╭─ Available records
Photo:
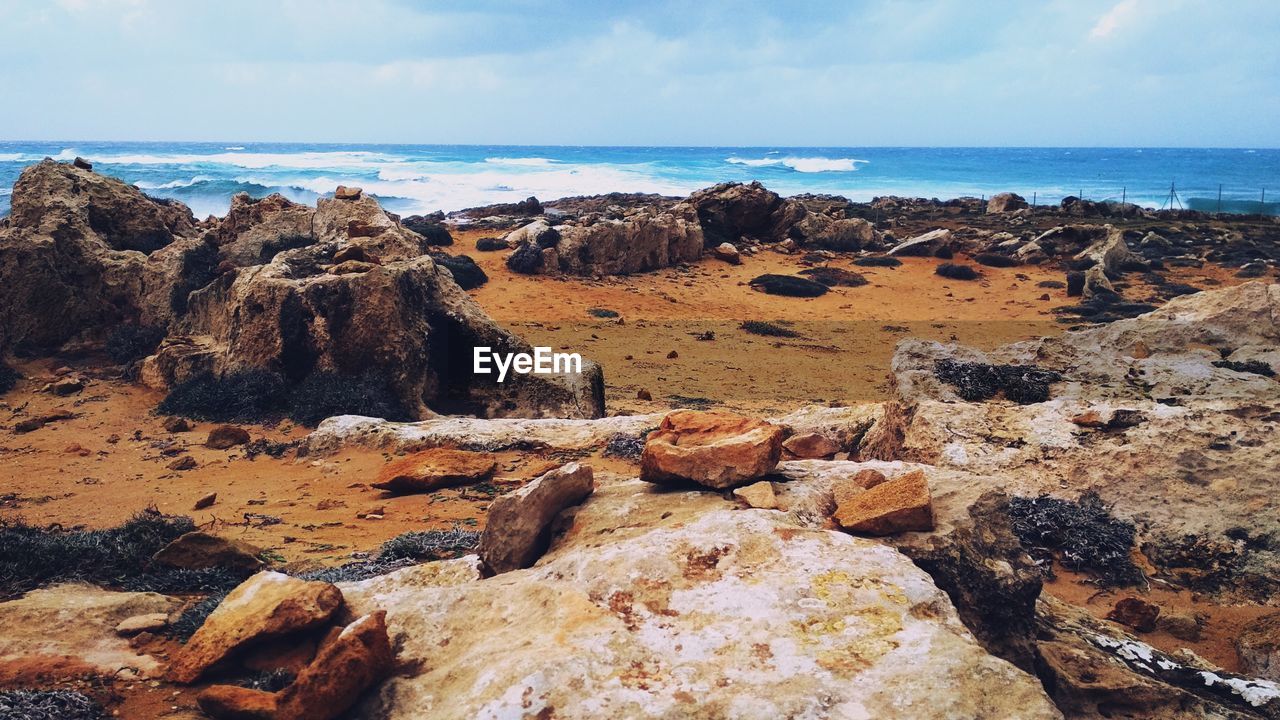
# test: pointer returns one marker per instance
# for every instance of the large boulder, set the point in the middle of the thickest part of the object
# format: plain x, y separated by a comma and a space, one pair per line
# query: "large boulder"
265, 606
83, 253
405, 323
713, 449
677, 605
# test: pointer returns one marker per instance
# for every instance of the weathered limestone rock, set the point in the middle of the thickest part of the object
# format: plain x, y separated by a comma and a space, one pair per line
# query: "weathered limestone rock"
72, 628
348, 661
434, 469
1258, 647
264, 606
758, 495
519, 525
199, 550
926, 244
807, 446
718, 450
895, 506
1006, 203
83, 253
658, 604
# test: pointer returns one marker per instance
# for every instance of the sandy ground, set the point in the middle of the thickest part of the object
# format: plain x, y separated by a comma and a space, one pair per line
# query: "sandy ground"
112, 458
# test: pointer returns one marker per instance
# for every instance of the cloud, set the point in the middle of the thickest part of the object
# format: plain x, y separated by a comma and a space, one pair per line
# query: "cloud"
1124, 13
╰─
> **Exercise**
Restate the records word for word and drop the images.

> **Exercise result**
Photo:
# test: pointer returns one marker per instance
# for every instance of the large boulder, set the point in the middle of the thickest part of the object
# format: plain x, y separated by a comma and a space, one pair per line
# query: "large boulder"
265, 606
83, 253
405, 323
713, 449
677, 605
# test: pointer returns one marker per instance
# for every instance of the weathered limestone rock, set the point in the middle of the thickest part of the object
# format: plain x, y separated by a comma and a space, one pair per line
# query: "weathered limestone rock"
72, 628
348, 661
434, 469
1258, 647
264, 606
758, 495
519, 525
199, 550
926, 244
807, 446
718, 450
895, 506
1006, 203
83, 253
658, 604
# test: pointer returns one marker per instance
# for every instance of the sandy ground, set the point in the middle of the thickest part of the object
# format: plain x, y separated by a comma and a space, one pair per line
# query: "sandy ground"
112, 458
# test: pointer returns one marker per instance
# for every instance of the cloud, set the point in the middle of the thickest part of the object
# format: plain x, y separated by a comma and a space, one pair per line
# query: "cloud"
1124, 13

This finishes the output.